• _What to work on_
#1 According to the MOLCA study summary, what is combined with genetic operators in MOLCA?
#2 Write what comes next in the MOLCA study summary, picking up after its last bullet under "Main Results".

[Source extract — start]

Purpose of the Study:

  • Introduce the Multi-Objective Liver Cancer Algorithm (MOLCA) for solving MOPs.
  • Emulate liver tumor growth dynamics for enhanced optimization.
  • Improve convergence and distribution of solutions on the Pareto optimal front.

Main Methods:

  • MOLCA combines genetic operators with Random Opposition-Based Learning (ROBL).
  • Integrates elitist non-dominated sorting (NDS), information feedback mechanism (IFM), and Crowding Distance (CD) selection.
  • Evaluated on ZDT, DTLZ, Constraint (CONSTR, TNK, SRN, BNH, OSY, KITA), and real-world engineering problems.

Main Results:

  • MOLCA demonstrated competitive performance against NSGWO, MOMVO, NSGA-II, MOEA/D, and MOMPA.

[Source extract — finish]
[Given data — start]

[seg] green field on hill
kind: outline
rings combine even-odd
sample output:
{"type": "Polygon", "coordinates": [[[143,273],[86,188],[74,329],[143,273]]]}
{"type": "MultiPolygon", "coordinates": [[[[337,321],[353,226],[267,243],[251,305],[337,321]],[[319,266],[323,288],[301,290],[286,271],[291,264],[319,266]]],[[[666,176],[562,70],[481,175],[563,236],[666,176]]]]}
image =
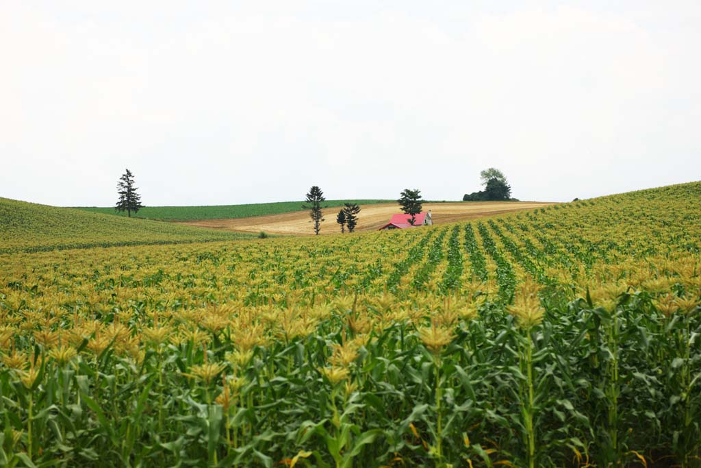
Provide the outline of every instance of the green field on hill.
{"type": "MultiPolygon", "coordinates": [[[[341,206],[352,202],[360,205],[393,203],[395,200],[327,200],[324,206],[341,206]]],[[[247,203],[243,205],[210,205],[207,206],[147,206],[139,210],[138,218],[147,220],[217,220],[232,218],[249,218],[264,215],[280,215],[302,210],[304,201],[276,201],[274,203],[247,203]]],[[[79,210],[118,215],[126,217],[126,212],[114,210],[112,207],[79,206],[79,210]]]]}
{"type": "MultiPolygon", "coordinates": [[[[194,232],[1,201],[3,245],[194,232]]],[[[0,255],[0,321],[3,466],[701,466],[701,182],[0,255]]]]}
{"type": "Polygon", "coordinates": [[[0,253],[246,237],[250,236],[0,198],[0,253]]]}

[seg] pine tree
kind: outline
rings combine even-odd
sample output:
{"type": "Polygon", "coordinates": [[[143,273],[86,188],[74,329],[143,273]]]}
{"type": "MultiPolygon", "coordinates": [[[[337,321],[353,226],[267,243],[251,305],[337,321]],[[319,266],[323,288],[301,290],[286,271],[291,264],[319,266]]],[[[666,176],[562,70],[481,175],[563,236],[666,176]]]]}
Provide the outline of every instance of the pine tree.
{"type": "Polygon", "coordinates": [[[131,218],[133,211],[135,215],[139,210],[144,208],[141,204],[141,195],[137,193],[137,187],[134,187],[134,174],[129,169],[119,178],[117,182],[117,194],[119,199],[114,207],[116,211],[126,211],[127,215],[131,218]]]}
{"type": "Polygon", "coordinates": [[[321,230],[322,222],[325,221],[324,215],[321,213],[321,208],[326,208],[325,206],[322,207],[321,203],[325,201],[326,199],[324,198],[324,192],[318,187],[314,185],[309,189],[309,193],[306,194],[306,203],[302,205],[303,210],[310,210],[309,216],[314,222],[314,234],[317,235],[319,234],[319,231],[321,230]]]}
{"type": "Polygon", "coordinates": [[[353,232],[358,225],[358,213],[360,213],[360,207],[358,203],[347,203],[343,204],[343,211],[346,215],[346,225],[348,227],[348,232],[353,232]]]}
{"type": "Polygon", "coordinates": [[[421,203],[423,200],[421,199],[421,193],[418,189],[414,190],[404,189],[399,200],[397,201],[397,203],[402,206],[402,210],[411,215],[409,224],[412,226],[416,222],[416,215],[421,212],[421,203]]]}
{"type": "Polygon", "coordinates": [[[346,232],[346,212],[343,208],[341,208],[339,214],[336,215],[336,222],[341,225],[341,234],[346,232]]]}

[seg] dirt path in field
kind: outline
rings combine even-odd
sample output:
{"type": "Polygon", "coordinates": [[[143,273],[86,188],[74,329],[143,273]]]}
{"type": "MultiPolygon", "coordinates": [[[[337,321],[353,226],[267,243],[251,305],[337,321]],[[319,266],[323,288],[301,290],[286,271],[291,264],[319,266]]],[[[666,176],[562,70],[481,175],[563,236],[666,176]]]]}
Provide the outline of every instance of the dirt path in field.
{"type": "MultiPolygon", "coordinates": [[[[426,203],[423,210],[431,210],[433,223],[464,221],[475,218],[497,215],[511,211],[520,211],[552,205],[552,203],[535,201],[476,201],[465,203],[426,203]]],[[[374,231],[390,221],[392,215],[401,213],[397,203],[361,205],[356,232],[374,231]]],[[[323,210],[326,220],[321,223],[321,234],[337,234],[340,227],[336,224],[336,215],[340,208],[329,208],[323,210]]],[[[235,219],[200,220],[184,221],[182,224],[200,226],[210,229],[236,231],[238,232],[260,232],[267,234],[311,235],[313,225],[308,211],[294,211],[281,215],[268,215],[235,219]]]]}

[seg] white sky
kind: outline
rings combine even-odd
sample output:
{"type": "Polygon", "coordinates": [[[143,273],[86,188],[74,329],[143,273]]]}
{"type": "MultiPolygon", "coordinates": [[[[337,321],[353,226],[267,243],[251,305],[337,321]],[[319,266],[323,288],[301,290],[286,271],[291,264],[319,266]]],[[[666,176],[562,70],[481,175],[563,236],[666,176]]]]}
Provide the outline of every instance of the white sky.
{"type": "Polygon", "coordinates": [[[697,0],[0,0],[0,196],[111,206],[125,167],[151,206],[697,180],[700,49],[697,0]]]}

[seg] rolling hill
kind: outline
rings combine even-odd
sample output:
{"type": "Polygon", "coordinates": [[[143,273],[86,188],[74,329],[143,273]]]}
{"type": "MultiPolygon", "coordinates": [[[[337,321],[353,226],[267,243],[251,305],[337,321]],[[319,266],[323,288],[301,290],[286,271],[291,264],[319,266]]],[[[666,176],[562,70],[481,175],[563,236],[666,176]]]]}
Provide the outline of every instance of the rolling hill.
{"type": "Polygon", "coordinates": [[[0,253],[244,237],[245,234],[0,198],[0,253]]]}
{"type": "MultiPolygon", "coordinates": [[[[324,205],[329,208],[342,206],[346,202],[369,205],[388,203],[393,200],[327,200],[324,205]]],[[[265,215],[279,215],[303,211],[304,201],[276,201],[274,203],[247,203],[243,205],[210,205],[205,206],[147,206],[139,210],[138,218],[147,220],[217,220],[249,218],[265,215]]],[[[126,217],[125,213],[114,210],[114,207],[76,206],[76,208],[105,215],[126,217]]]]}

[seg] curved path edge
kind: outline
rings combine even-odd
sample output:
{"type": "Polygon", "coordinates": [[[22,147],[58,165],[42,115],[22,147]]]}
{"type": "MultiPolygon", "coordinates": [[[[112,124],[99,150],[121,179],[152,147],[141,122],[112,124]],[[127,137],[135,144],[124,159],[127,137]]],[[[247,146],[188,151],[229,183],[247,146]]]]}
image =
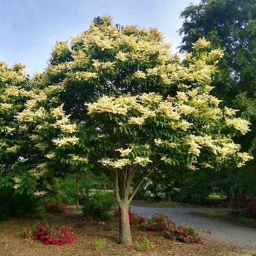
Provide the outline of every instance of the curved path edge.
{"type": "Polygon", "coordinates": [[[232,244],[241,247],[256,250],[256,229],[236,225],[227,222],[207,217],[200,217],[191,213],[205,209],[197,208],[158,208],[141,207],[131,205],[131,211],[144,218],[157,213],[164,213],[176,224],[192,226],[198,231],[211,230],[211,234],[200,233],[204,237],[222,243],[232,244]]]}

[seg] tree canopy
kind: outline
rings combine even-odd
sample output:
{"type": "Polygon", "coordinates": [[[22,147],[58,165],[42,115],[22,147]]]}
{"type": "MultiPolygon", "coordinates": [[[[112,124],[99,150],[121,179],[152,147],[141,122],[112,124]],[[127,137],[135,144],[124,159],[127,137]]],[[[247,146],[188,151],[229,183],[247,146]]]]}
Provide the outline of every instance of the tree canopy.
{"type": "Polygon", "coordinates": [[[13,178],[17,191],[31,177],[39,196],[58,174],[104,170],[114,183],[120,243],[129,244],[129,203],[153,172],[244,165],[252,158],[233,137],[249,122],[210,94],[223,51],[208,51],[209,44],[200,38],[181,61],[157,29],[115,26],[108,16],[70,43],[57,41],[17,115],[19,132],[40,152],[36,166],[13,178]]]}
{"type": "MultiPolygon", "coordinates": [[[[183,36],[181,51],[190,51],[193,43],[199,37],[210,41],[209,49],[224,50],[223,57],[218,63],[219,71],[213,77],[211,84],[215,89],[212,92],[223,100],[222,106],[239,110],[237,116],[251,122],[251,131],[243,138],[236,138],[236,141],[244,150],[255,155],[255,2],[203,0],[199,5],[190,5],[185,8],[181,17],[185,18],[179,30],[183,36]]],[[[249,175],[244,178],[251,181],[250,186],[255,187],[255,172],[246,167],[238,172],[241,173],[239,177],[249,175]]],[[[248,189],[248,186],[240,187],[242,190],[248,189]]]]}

[Given data — finish]

• _Answers by item_
#1 Random Opposition-Based Learning (ROBL).

#2
  • Quantitative metrics (GD, IGD, SP, SD, HV, RT) show MOLCA's effectiveness in convergence and distribution.
  • Qualitative analysis via Pareto front plots visually confirms MOLCA's solution quality.

Conclusions:

  • MOLCA offers a novel and effective bio-inspired approach for multi-objective engineering optimization.
  • The algorithm shows superior performance in identifying the Pareto optimal front.
  • MOLCA provides a valuable tool for tackling complex engineering design challenges.